BEGIN SOURCE DOCUMENT

People might not need headphones—or even ears—to listen to music in the future. That's what Elon Musk implied recently when asked about Neuralink, his "brain-machine interface."
As previously reported, Neuralink's goal is to link microscopic processors in your brain with threads narrower than human hair. Those threads read activity in the brain's neurons and permit the user to control things with the mind, sending data to sensors on the skull—data which is then processed by a hearing aid-like computer worn behind one ear.
Musk has previously used Twitter to stoke the proverbial Tesla Cybertruck fire, and he's doing the same with Neuralink. Responding to an open invitation in which the billionaire tech magnate implored qualified individuals to consider working for Neuralink, computer scientist Austin Howard asked the Tesla and SpaceX CEO, "If we implement neuralink - can we listen to music directly from our chips?" Musk replied, "Yes."
Consequence of Sound notes that the the simple, one-word answer raises other questions, such as whether an additional apparatus would be needed to hear the music, or if the Neuralink chip would somehow stimulate brainwaves to create the experience of hearing music. But in early 2020, Musk elaborated more on Neuralink's mission and progress, again on Twitter.

END SOURCE DOCUMENT
BEGIN DATA EXTRACT

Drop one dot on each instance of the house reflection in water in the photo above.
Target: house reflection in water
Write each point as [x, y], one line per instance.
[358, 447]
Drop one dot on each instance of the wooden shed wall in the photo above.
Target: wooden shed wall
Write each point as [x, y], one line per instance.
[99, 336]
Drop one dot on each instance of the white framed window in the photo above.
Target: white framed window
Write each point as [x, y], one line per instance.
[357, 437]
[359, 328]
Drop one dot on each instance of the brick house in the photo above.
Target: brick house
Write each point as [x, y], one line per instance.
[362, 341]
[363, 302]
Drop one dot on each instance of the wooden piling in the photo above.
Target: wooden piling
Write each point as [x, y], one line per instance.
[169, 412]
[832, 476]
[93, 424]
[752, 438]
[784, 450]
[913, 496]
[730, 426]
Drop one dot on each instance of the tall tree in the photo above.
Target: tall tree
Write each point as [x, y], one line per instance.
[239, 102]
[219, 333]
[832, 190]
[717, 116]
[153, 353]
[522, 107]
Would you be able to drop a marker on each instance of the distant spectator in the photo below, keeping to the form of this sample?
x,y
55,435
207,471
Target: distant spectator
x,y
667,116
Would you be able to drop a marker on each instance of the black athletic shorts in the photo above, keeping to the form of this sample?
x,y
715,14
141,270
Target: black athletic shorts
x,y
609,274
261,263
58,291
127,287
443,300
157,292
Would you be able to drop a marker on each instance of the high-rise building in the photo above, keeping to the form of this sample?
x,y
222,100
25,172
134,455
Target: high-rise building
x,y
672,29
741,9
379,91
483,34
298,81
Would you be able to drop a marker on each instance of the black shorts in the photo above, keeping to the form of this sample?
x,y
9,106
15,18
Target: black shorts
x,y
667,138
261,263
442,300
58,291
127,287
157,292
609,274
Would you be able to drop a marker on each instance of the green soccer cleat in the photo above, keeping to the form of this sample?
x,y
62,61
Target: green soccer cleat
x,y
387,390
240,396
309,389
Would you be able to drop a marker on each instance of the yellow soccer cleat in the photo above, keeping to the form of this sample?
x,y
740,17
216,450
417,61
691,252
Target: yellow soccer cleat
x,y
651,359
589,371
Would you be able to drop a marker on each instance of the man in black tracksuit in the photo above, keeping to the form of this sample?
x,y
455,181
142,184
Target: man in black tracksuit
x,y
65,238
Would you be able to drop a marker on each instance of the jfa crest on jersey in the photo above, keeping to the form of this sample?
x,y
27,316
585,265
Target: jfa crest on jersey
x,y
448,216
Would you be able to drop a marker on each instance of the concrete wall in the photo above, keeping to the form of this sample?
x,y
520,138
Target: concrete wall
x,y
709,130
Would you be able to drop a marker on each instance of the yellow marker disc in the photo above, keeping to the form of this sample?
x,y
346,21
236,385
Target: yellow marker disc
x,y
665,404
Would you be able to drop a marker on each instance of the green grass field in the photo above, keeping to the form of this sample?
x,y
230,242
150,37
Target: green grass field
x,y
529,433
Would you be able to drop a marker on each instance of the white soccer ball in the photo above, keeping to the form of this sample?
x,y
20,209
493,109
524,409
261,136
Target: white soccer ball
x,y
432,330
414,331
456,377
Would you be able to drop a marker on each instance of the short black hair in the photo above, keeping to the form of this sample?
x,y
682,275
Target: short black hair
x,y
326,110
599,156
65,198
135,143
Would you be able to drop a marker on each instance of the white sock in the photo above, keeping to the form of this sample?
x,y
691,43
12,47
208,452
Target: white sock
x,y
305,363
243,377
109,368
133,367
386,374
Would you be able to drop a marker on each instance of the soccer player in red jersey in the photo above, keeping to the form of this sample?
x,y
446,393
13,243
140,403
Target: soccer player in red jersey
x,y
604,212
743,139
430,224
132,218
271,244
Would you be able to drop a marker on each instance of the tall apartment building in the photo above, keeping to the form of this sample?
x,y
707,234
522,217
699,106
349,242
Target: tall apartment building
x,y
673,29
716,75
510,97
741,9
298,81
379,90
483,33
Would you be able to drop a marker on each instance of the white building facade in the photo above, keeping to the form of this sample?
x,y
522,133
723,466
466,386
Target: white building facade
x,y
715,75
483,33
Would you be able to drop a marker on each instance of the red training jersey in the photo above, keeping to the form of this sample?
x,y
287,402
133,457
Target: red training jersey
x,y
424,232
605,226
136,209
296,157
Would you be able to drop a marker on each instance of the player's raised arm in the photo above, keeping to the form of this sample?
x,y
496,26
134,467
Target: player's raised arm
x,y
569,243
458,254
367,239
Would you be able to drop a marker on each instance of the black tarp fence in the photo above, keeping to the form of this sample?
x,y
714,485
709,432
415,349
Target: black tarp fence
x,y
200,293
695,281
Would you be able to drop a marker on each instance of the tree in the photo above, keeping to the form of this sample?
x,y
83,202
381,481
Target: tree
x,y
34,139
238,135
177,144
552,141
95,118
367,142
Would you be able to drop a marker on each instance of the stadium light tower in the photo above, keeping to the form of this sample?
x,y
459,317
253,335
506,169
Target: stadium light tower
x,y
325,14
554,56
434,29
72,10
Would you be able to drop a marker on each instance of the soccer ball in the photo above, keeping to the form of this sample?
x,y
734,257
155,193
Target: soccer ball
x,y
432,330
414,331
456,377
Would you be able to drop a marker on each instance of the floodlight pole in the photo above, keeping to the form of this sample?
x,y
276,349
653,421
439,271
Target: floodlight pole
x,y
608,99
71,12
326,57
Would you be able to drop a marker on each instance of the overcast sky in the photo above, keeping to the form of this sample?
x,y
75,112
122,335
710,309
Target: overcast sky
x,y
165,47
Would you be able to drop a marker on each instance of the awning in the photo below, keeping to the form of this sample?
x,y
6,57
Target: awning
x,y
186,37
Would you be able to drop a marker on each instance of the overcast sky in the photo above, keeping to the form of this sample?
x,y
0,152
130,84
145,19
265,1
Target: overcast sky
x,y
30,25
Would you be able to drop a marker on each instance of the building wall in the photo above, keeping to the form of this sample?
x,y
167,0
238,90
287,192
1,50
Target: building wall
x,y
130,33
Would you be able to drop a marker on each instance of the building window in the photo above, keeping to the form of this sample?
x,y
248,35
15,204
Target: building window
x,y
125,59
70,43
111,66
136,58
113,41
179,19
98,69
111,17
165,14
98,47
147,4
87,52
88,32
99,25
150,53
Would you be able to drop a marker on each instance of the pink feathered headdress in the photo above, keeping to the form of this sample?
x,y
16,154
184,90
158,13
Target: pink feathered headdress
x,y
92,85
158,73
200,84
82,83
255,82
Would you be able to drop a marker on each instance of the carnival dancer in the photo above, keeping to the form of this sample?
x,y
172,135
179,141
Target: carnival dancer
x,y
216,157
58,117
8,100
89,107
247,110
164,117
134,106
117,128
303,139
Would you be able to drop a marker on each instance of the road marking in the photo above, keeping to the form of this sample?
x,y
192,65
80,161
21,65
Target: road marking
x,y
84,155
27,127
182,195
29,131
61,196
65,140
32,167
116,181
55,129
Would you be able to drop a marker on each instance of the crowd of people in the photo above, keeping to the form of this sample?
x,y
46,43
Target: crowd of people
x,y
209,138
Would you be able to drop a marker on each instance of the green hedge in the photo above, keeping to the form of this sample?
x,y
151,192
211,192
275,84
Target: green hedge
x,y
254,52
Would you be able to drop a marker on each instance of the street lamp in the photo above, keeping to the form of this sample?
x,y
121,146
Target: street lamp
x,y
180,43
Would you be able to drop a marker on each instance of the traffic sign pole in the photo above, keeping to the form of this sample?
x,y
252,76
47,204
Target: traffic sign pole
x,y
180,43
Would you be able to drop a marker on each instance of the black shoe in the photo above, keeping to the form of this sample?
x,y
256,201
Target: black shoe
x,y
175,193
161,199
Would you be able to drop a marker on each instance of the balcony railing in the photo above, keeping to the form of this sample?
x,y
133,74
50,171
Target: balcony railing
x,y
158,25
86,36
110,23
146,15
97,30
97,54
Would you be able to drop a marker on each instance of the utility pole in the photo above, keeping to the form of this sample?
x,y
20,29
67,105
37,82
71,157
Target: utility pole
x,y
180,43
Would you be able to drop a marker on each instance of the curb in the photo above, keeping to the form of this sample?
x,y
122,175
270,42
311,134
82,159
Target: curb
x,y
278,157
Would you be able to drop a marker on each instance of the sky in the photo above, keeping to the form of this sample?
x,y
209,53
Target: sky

END DATA EXTRACT

Answer these questions from the Neuralink article.
1. According to the article, what are Neuralink's threads narrower than?
2. Who asked Musk whether people could listen to music directly from their chips?
3. Which outlet noted that Musk's one-word reply raises other questions?

EXPECTED ANSWER:
1. Human hair.
2. Computer scientist Austin Howard.
3. Consequence of Sound.